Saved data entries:

────────────────

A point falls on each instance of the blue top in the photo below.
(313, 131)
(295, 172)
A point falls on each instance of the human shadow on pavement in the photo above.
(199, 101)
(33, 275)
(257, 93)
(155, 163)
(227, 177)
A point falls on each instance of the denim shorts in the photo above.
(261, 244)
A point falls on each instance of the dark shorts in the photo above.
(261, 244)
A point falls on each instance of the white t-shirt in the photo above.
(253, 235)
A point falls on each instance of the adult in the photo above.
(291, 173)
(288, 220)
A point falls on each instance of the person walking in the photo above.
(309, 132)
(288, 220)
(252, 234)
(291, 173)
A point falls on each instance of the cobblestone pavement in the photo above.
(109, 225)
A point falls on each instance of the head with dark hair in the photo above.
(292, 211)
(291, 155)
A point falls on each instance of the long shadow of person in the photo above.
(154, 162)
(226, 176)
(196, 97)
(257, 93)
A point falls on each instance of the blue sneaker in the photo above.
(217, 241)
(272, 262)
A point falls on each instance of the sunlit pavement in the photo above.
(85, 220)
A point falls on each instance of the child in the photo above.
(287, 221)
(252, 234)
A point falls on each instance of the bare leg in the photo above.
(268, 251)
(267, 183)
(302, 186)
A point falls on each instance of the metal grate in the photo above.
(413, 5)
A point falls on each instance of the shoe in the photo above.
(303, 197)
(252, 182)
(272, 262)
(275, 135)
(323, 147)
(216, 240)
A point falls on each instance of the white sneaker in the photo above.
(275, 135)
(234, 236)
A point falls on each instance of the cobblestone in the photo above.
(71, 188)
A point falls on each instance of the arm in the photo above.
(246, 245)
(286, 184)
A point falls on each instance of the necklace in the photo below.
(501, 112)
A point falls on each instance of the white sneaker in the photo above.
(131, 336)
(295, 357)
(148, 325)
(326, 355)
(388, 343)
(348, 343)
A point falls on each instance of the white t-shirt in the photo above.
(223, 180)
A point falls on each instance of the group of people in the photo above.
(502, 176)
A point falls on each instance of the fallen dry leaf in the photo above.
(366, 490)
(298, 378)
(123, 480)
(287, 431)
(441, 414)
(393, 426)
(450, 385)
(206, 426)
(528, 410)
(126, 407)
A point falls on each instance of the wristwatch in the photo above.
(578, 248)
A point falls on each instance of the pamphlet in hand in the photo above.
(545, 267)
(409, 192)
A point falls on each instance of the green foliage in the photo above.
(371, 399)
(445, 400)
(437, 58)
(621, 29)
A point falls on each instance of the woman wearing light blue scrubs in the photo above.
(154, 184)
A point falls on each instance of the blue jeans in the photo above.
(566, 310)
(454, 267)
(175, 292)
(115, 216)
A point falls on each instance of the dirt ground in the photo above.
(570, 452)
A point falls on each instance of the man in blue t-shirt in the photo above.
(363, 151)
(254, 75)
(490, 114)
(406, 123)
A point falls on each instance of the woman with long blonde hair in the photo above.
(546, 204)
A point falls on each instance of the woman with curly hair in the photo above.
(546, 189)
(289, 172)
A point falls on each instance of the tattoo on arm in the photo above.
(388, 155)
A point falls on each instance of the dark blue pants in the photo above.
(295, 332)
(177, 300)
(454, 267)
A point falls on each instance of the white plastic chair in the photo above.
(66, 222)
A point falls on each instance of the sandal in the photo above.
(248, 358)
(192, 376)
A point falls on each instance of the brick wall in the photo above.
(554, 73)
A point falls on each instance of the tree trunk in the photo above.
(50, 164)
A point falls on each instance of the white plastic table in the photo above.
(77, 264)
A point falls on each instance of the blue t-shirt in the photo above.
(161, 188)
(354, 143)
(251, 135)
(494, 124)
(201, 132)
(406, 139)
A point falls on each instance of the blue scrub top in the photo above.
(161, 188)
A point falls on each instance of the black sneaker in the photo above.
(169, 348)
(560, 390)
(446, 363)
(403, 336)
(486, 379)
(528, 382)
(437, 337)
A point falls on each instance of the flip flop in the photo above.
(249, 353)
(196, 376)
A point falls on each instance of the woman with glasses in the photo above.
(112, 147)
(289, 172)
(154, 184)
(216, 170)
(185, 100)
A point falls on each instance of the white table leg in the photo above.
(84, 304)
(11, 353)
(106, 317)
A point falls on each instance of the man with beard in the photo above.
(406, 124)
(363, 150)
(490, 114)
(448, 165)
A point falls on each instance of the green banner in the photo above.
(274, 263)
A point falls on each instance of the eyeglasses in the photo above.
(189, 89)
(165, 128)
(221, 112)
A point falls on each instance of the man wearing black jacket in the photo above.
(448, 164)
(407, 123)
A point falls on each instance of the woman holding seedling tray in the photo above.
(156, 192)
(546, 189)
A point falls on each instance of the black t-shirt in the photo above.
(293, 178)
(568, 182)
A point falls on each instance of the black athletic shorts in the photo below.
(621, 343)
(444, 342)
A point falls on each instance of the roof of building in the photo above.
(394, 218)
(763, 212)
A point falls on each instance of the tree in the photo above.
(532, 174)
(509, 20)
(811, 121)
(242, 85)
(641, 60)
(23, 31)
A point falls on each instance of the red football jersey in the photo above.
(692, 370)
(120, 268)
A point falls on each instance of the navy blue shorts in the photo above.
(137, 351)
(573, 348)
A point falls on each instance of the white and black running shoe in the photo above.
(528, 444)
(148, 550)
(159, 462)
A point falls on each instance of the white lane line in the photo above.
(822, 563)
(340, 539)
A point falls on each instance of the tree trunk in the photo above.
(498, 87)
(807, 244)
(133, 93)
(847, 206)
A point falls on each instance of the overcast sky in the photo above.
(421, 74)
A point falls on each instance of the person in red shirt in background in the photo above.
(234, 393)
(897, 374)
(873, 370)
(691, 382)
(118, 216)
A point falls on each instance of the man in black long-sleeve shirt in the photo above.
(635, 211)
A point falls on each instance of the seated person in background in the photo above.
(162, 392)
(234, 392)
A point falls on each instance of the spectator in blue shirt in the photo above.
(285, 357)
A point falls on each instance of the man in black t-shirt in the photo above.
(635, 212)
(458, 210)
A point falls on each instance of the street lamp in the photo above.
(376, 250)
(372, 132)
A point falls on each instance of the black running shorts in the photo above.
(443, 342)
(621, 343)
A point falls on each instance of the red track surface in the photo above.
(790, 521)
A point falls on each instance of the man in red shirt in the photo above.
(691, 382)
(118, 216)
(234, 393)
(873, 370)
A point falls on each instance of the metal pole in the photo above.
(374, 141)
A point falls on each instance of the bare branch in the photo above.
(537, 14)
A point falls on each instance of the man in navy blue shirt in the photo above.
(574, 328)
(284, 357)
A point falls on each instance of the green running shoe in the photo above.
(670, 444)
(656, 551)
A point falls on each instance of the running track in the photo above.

────────────────

PROBLEM TO SOLVE = Could you repeat every record above exactly as it is written?

TASK RESULT =
A point falls on each instance of the blue top in the photo below.
(313, 131)
(295, 172)
A point falls on each instance of the human shadow on pavement in the photo above.
(199, 101)
(33, 275)
(257, 93)
(155, 163)
(227, 177)
A point falls on each instance of the denim shorts in the photo above.
(261, 244)
A point falls on each instance of the dark shorts in the photo above.
(261, 244)
A point falls on each instance of the white t-shirt in the photo above.
(253, 235)
A point falls on each instance of the adult in the photo above.
(291, 173)
(288, 220)
A point falls on each instance of the person walking in the photo above.
(309, 132)
(288, 220)
(252, 234)
(291, 173)
A point falls on each instance of the cobblestone pavement in the photo above.
(109, 225)
A point falls on each instance of the head with dark hair in the photo above.
(292, 211)
(291, 155)
A point falls on each instance of the long shadow of person in the photo above.
(154, 162)
(226, 176)
(196, 97)
(257, 93)
A point falls on each instance of the blue sneaker in the photo above.
(217, 241)
(272, 262)
A point falls on each instance of the sunlit pavement in the photo above.
(85, 220)
A point falls on each instance of the child in the photo above.
(287, 221)
(252, 234)
A point falls on each instance of the bare leg in the photo above.
(268, 251)
(267, 183)
(302, 186)
A point falls on each instance of the metal grate in the photo above.
(413, 5)
A point falls on each instance of the shoe in the photo above.
(303, 197)
(252, 182)
(272, 262)
(275, 135)
(323, 147)
(216, 240)
A point falls on each instance of the white sneaker in the photo above.
(275, 135)
(234, 236)
A point falls on each instance of the cobblestone in the photo above.
(71, 188)
A point falls on each instance of the arm in the photo above.
(246, 245)
(286, 184)
A point falls on each instance of the necklace in the photo below.
(501, 112)
A point falls on each instance of the white sneaker in the photo above.
(131, 336)
(295, 357)
(148, 325)
(326, 355)
(388, 343)
(348, 343)
A point falls on each instance of the white t-shirt in the photo above.
(223, 180)
A point falls on each instance of the group of people in the photo above.
(502, 176)
A point falls on each instance of the fallen dry leaf in the photo above.
(366, 490)
(298, 378)
(123, 480)
(287, 431)
(441, 414)
(393, 426)
(450, 385)
(206, 426)
(528, 410)
(126, 407)
A point falls on each instance of the wristwatch in the photo above.
(578, 248)
A point falls on each instance of the pamphlet in hand in the photo above.
(545, 267)
(409, 192)
A point falls on each instance of the green foliage in the photo above.
(371, 399)
(445, 400)
(437, 58)
(621, 29)
A point falls on each instance of the woman wearing light blue scrubs in the photo above.
(154, 184)
A point falls on each instance of the blue jeans in the photo above.
(566, 310)
(454, 267)
(175, 292)
(115, 216)
A point falls on each instance of the dirt ground in the photo above.
(570, 452)
A point falls on each instance of the man in blue t-shirt in the photo above.
(363, 151)
(254, 75)
(490, 114)
(406, 123)
A point falls on each instance of the woman with long blonde hair in the photo above.
(546, 204)
A point falls on each instance of the woman with curly hair in the photo above.
(546, 189)
(289, 172)
A point falls on each instance of the tattoo on arm in the photo above.
(388, 155)
A point falls on each instance of the dark blue pants in the photo above.
(295, 332)
(177, 300)
(454, 267)
A point falls on each instance of the white plastic chair in the photo above.
(66, 222)
A point falls on each instance of the sandal in the photo above.
(248, 358)
(192, 376)
A point falls on each instance of the brick wall in the photo above.
(554, 73)
A point falls on each instance of the tree trunk in the photo above.
(50, 164)
A point falls on each instance of the white plastic table in the photo above.
(77, 264)
A point falls on each instance of the blue t-shirt in the photo above.
(161, 188)
(354, 143)
(251, 135)
(494, 124)
(201, 132)
(406, 139)
A point falls on each instance of the blue scrub top in the photo above.
(161, 188)
A point falls on each instance of the black sneaker in the photo above.
(169, 348)
(560, 390)
(446, 363)
(403, 336)
(486, 379)
(528, 382)
(437, 337)
A point falls on each instance of the flip flop in the photo above.
(249, 353)
(196, 376)
A point falls on each instance of the woman with glasses in the photo above.
(112, 147)
(289, 172)
(154, 184)
(216, 170)
(185, 100)
A point falls on each instance of the white table leg in the photo above.
(84, 304)
(11, 353)
(106, 317)
A point falls on each instance of the man with beard in the photo above.
(406, 124)
(363, 150)
(490, 114)
(448, 165)
A point falls on each instance of the green banner in the photo above.
(274, 263)
A point falls on each instance of the eyeglasses in the photo above.
(189, 89)
(165, 128)
(221, 112)
A point falls on each instance of the man wearing black jacket in the photo above.
(448, 164)
(407, 123)
A point falls on each instance of the woman holding seedling tray in the photo above.
(156, 192)
(546, 189)
A point falls on each instance of the black t-shirt in the photo above.
(293, 178)
(568, 182)
A point falls on each instance of the black athletic shorts in the photo below.
(621, 343)
(444, 342)
A point falls on each instance of the roof of building in the photo above.
(394, 218)
(763, 212)
A point falls on each instance of the tree in the photo above.
(532, 174)
(509, 20)
(811, 121)
(242, 85)
(641, 60)
(23, 31)
A point falls on each instance of the red football jersey in the photo above.
(692, 370)
(120, 268)
A point falls on each instance of the navy blue shorts in the photo above.
(137, 351)
(573, 348)
A point falls on each instance of the white and black running shoe in the photo above.
(528, 444)
(148, 550)
(159, 462)
A point falls on each instance of the white lane line in the photo above.
(822, 563)
(340, 539)
A point falls on each instance of the tree trunk in the photo above.
(498, 87)
(807, 244)
(133, 93)
(847, 206)
A point falls on each instance of the overcast sky in the photo above.
(421, 74)
A point falls on each instance of the person in red shirt in background in the photo above.
(234, 393)
(897, 374)
(873, 370)
(691, 382)
(118, 216)
A point falls on each instance of the man in black long-sleeve shirt in the photo above.
(635, 211)
A point falls on each instance of the seated person in background in the photo above.
(162, 392)
(234, 392)
A point falls on each instance of the spectator in blue shirt in the photo above.
(285, 357)
A point falls on each instance of the man in black t-shirt in the photo above.
(635, 212)
(458, 210)
A point falls on each instance of the street lamp in the photo above.
(376, 250)
(372, 132)
A point falls on each instance of the black running shorts in the photo above.
(443, 342)
(621, 343)
A point falls on each instance of the red track surface in the photo above.
(790, 521)
A point falls on each instance of the man in red shirt in the photo above.
(691, 382)
(118, 216)
(234, 393)
(873, 370)
A point falls on each instance of the metal pole in the photo above.
(374, 141)
A point falls on each instance of the bare branch in the photo above.
(537, 14)
A point falls on each instance of the man in navy blue shirt in the photo above.
(574, 328)
(284, 357)
A point falls on each instance of the green running shoe in the photo above.
(670, 444)
(656, 551)
A point falls on each instance of the running track in the photo above.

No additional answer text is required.